[[ Task inputs open ]]

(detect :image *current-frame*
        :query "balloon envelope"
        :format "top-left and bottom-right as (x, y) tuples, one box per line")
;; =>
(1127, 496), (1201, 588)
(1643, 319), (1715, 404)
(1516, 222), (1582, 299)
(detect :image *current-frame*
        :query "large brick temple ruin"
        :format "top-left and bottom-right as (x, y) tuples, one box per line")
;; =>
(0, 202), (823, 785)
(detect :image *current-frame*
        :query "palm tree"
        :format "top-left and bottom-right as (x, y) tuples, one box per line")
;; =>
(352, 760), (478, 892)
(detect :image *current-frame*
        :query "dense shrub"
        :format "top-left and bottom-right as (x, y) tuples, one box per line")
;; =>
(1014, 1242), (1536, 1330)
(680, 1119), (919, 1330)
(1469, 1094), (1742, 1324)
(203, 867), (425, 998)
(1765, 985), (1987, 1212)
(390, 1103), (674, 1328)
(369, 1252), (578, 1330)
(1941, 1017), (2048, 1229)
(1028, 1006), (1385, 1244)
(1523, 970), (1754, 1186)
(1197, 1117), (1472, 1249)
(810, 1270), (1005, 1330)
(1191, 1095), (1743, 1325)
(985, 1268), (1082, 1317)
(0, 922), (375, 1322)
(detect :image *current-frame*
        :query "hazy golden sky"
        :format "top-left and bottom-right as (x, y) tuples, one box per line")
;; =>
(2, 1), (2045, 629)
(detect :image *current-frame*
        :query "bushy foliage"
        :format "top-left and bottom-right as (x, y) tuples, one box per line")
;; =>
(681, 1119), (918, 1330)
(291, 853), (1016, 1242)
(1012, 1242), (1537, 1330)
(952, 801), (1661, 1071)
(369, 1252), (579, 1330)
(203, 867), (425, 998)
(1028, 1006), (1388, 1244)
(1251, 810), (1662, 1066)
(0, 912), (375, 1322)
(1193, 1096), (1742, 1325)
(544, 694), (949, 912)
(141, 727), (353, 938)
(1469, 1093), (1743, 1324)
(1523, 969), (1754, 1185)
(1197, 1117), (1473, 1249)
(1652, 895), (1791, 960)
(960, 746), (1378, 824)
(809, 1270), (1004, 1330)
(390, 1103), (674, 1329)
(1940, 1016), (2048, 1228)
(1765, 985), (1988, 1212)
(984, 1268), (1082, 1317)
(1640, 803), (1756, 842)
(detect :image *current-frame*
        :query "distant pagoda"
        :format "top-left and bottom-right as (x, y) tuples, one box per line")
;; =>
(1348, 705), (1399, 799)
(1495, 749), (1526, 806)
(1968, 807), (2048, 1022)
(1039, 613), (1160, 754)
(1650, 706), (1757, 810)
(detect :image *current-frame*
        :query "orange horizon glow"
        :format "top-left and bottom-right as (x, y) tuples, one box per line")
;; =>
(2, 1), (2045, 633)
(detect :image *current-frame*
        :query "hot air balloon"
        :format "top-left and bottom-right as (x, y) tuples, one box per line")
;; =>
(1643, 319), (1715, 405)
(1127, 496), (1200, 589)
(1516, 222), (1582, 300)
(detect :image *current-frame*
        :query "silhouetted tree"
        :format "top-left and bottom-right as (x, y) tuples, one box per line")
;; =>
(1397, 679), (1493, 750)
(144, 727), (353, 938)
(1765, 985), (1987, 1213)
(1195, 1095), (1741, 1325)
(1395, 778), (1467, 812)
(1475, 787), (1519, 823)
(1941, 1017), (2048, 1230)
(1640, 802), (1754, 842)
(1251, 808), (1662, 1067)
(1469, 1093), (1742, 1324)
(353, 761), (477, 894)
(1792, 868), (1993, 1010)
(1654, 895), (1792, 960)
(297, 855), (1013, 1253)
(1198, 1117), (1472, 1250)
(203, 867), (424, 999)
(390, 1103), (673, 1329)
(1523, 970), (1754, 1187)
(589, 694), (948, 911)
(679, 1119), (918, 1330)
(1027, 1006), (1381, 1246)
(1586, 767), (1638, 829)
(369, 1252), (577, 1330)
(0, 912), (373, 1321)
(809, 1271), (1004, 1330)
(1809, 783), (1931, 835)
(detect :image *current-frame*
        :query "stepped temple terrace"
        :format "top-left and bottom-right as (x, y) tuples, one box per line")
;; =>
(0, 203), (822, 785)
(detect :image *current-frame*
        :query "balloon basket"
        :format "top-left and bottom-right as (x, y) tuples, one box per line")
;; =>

[[ Task inputs closed ]]

Exact copies of all entries are what's needed here.

(detect :image *current-frame*
        :query "balloon envelope"
        :format "top-left and bottom-right as (x, y) tuples, one box per line")
;; =>
(1127, 496), (1201, 588)
(1643, 319), (1715, 404)
(1516, 222), (1582, 299)
(detect :image *current-frame*
        :query "large brick temple ruin"
        :format "top-left and bottom-right as (x, y) tuples, one box per line")
;; =>
(0, 202), (823, 785)
(detect :image *current-frame*
        :query "palm tree"
        :format "top-left and bottom-right as (x, y) tuples, one box per line")
;; =>
(352, 760), (478, 892)
(detect :image *current-frame*
        :query "dense shrub"
        :format "top-left and bottom-right as (x, y) tuples, one box per line")
;; =>
(1014, 1242), (1536, 1330)
(680, 1119), (919, 1330)
(1469, 1094), (1742, 1324)
(203, 867), (425, 998)
(1765, 985), (1987, 1212)
(390, 1103), (674, 1328)
(369, 1252), (578, 1330)
(1941, 1017), (2048, 1229)
(1028, 1006), (1385, 1244)
(1523, 970), (1754, 1186)
(1197, 1117), (1472, 1249)
(810, 1270), (1005, 1330)
(1191, 1095), (1743, 1325)
(985, 1268), (1082, 1317)
(0, 922), (375, 1322)
(detect :image *current-frame*
        :query "hazy golden sky"
        :format "top-left and bottom-right as (x, y) tuples, one box per line")
;; =>
(2, 1), (2045, 629)
(detect :image *current-frame*
        :query "bushy foliage"
        :format "top-left and bottom-right as (x, y) tuples, one box per line")
;; =>
(681, 1119), (918, 1330)
(291, 853), (1016, 1242)
(1012, 1242), (1537, 1330)
(952, 801), (1661, 1071)
(369, 1252), (579, 1330)
(203, 867), (425, 998)
(1028, 1006), (1388, 1244)
(1251, 810), (1662, 1066)
(0, 912), (375, 1322)
(1193, 1096), (1742, 1325)
(544, 694), (949, 912)
(141, 727), (353, 938)
(1469, 1093), (1743, 1324)
(1523, 969), (1754, 1185)
(1197, 1117), (1473, 1249)
(1652, 895), (1791, 960)
(960, 746), (1378, 824)
(809, 1270), (1004, 1330)
(390, 1103), (674, 1329)
(1940, 1016), (2048, 1228)
(1765, 985), (1988, 1212)
(984, 1268), (1082, 1317)
(1640, 803), (1756, 842)
(detect :image *current-frame*
        :query "distant pagoda"
        :format "top-left and bottom-right as (x, y) tuples, one box per line")
;; =>
(1348, 705), (1399, 799)
(1495, 749), (1526, 806)
(1968, 807), (2048, 1022)
(1039, 613), (1160, 754)
(1650, 706), (1757, 810)
(detect :image *current-frame*
        :query "orange horizon glow"
        :format "top-left and bottom-right as (x, y) tuples, one box per line")
;; =>
(2, 1), (2045, 633)
(detect :image *current-frame*
        :query "hot air balloon"
        :format "top-left and bottom-right as (x, y) tuples, one box per line")
;; =>
(1643, 319), (1715, 405)
(1127, 496), (1200, 589)
(1516, 222), (1582, 300)
(detect :image *current-frame*
        :query "silhouetted tree"
        :format "top-left and bottom-right as (x, y) tuples, one box per line")
;; =>
(1397, 679), (1493, 750)
(144, 727), (353, 938)
(1765, 985), (1987, 1213)
(1195, 1095), (1741, 1325)
(1395, 778), (1467, 812)
(1475, 787), (1519, 823)
(1941, 1017), (2048, 1230)
(1640, 802), (1754, 842)
(1251, 808), (1662, 1067)
(1469, 1093), (1742, 1324)
(353, 761), (477, 894)
(1792, 868), (1993, 1010)
(1654, 895), (1792, 960)
(297, 855), (1013, 1253)
(1198, 1117), (1472, 1250)
(203, 867), (424, 999)
(390, 1103), (673, 1329)
(1523, 970), (1754, 1187)
(589, 694), (948, 911)
(679, 1119), (918, 1330)
(1027, 1006), (1381, 1246)
(1586, 767), (1638, 829)
(369, 1252), (577, 1330)
(0, 912), (373, 1321)
(809, 1271), (1004, 1330)
(1809, 783), (1931, 835)
(detect :image *current-frame*
        :query "stepped temple terrace"
        :format "top-left and bottom-right as (x, y) tuples, one box per line")
;; =>
(0, 203), (822, 785)
(detect :image *current-frame*
        :query "balloon basket"
        :format "top-left and bottom-right as (x, y) tuples, one box per line")
;; =>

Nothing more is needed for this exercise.